◆ PROMPT 1 ◆
Answer these questions from the reading text on opening a bar.
(a) What length of lease is the group looking to take out on the property?
(b) Which Community Board covers the Flatiron District?
(c) What will the broker offer the tenants of 'suffering businesses'?

◆ READING TEXT ◆

One of the first things I've learned living here is that everything seems to take so much longer to happen than it does back home in Ireland - the processes involved in opening a bar are much, much more difficult.
What we are looking to procure an existing bar or restaurant with a full liquor license. Ideally it ought to be a 1400 2000 square feet ground floor space with a basement; prominent frontage, high ceilings and a high level of passing foot trade are essential. We are looking to take out a 10-year-lease on the property.
We have pinpointed certain streets, for example: Mulberry, Mott Streets in Chinatown/ Little Italy; Stone, Pearl, South William, Fulton, Wall Streets in the Financial District; 17th-23rd streets around Broadway and 5th Avenue in the Flatiron District. We have to appoint a broker, who will arrange site visits for us in premises that are already up for rent and will also approach the tenants of 'suffering businesses' on our behalf and offer them key money to buy their business from them. It's all taking a bit longer than I first thought but that is not a bad thing to be honest, for the longer I'm here the more I'm learning. It can be extremely frustrating at times, but the main thing to me is that the process is in motion.
If I'm honest, I'm hoping we find the site in the Flatiron District. The buildings there have prominent frontage, high ceilings, passing foot trade and the area itself is practically right in the middle of the East and West Villages. Another good thing about Flatiron is that it falls under 'Community Board 5', whereas bars in the East Village fall under 'Community Board 3' and bars in the West Village fall under 'Community Board 2'. A 'Community Board' is like a local residents association which approves or disapproves applications for bar and restaurant licenses in monthly hearings - and Community Boards 2 and 3 are the most notorious for being problematic and for disapproving licenses.

◆ Saved data entries ◆
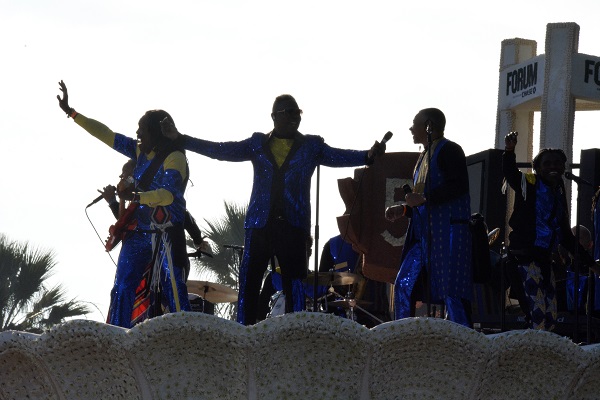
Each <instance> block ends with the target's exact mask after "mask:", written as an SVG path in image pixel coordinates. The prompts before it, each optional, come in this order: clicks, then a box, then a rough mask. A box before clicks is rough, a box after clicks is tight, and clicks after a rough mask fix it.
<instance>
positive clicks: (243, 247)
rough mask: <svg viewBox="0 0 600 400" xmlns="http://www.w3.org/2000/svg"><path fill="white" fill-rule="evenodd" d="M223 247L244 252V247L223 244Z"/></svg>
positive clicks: (228, 244)
mask: <svg viewBox="0 0 600 400" xmlns="http://www.w3.org/2000/svg"><path fill="white" fill-rule="evenodd" d="M223 247H224V248H226V249H233V250H244V246H238V245H235V244H224V245H223Z"/></svg>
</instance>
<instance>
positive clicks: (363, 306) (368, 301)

◆ PROMPT 2 ◆
Give every line of the saved data entry rows above as a numbered list, skipping blank lines and leaving out the pictures.

◆ RESPONSE AREA 1 ◆
(a) A 10-year lease.
(b) Community Board 5.
(c) Key money to buy their business from them.

◆ RESPONSE AREA 2 ◆
1. Each <instance> block ends with the target's exact mask after "mask:", written as an SVG path in image pixel coordinates. The prompts before it, each optional, come in this order: clicks, then a box, then a rough mask. A box before clicks is rough, a box after clicks is tight, and clicks after a rough mask fix it.
2. <instance>
3. positive clicks: (243, 247)
4. rough mask: <svg viewBox="0 0 600 400" xmlns="http://www.w3.org/2000/svg"><path fill="white" fill-rule="evenodd" d="M223 247L244 252V247L223 244Z"/></svg>
5. positive clicks: (228, 244)
6. mask: <svg viewBox="0 0 600 400" xmlns="http://www.w3.org/2000/svg"><path fill="white" fill-rule="evenodd" d="M223 247H224V248H226V249H233V250H244V246H238V245H235V244H224V245H223Z"/></svg>
7. </instance>
8. <instance>
9. positive clicks: (363, 306) (368, 301)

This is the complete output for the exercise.